Document passage:
Hacker News new | ask | show | jobs
by stingraycharles 59 days ago
While the caveman stuff is obviously not serious, there is a lot of legit research in this area.

Which means yes, you can actually influence this quite a bit. Read the paper “Compressed Chain of Thought” for example, it shows it’s really easy to make significant reductions in reasoning tokens without affecting output quality.

There is not too much research into this (about 5 papers in total), but with that it’s possible to reduce output tokens by about 60%. Given that output is an incredibly significant part of the total costs, this is important.

https://arxiv.org/abs/2412.13171

3 comments

Who would suspect that the companies selling 'tokens' would (unintentionally) train their models to prefer longer answers, reaping a HIGHER ROI (the thing a publicly traded company is legally required to pursue: good thing these are all still private...)... because it's not like private companies want to make money...
I don’t think this is a plausible argument, as they’re generally capacity constrained, and everyone would like shorter (= faster) responses.

I’m fairly certain that in a few more releases we’ll have models with shorter CoT chains. Whether they’ll still let us see those is another question, as it seems like Anthropic wants to start hiding their CoT, potentially because it reveals some secret sauce.

I guess mainly they don’t want you to distill on their CoT
Yes, which I understand, but I think they’re crippling their product for users this way.

I don’t think it’s just this, because the thinking tokens often reveal more about Anthropic’s inner workings. For example, it’s how the whole existence of Claude’s soul document was reverse engineered, it often leaks details about “system reminders” (eg long conversation reminders).

Supplied records:

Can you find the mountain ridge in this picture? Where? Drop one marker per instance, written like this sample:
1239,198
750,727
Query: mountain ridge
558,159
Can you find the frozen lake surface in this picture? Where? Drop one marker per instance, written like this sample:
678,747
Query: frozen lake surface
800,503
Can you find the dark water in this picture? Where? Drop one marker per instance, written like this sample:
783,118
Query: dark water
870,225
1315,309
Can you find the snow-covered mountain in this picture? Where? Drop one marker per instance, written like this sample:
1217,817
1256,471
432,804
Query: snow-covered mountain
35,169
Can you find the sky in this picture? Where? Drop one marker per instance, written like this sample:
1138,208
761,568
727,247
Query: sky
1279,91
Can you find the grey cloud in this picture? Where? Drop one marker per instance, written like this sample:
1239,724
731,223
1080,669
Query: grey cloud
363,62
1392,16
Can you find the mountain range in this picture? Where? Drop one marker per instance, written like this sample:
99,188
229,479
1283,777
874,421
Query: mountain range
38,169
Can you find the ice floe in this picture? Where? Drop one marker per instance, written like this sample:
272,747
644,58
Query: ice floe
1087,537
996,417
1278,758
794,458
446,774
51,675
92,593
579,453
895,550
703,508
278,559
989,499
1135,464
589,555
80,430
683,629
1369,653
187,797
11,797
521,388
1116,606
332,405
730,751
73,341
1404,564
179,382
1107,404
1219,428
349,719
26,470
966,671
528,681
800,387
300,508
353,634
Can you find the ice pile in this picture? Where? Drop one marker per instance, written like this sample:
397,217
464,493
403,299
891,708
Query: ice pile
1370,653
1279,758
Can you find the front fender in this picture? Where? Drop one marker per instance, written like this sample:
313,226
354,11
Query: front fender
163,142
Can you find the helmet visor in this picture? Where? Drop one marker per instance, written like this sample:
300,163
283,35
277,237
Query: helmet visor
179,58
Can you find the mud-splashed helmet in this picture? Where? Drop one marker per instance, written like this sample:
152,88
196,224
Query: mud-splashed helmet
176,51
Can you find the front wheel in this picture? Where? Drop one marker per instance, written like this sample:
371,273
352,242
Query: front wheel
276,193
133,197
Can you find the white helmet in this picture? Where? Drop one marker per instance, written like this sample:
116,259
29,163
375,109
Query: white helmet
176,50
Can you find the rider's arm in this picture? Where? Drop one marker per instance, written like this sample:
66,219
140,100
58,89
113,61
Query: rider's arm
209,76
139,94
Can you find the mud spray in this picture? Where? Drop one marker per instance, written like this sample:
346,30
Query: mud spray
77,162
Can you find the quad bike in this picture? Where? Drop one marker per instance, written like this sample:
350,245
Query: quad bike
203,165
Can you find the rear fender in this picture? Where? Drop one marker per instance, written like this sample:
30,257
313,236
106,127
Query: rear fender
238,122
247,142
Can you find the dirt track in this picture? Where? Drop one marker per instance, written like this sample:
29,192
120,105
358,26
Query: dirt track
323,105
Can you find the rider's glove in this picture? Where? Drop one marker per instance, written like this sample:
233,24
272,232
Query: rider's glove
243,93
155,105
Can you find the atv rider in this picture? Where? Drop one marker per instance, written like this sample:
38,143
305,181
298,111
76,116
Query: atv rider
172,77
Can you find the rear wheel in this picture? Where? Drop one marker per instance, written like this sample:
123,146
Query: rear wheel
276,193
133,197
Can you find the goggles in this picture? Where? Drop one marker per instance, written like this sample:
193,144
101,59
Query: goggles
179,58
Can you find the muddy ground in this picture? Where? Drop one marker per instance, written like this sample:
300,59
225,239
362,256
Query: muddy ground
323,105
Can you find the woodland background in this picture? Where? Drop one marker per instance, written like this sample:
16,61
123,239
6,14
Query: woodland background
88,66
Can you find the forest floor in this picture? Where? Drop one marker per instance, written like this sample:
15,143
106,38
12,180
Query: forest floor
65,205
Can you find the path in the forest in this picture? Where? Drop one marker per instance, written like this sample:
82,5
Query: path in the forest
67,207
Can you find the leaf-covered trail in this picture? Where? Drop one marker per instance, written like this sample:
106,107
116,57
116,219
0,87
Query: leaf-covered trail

Complete the following:
**1)** In the Hacker News thread, by about what percentage does the first commenter say output tokens can be reduced?
**2)** From the Hacker News thread, quote the stretch from "https://arxiv.org/abs/2412.13171" through "to make money...".

Responses per task:
**1)** About 60%.

**2)**
https://arxiv.org/abs/2412.13171

3 comments

Who would suspect that the companies selling 'tokens' would (unintentionally) train their models to prefer longer answers, reaping a HIGHER ROI (the thing a publicly traded company is legally required to pursue: good thing these are all still private...)... because it's not like private companies want to make money...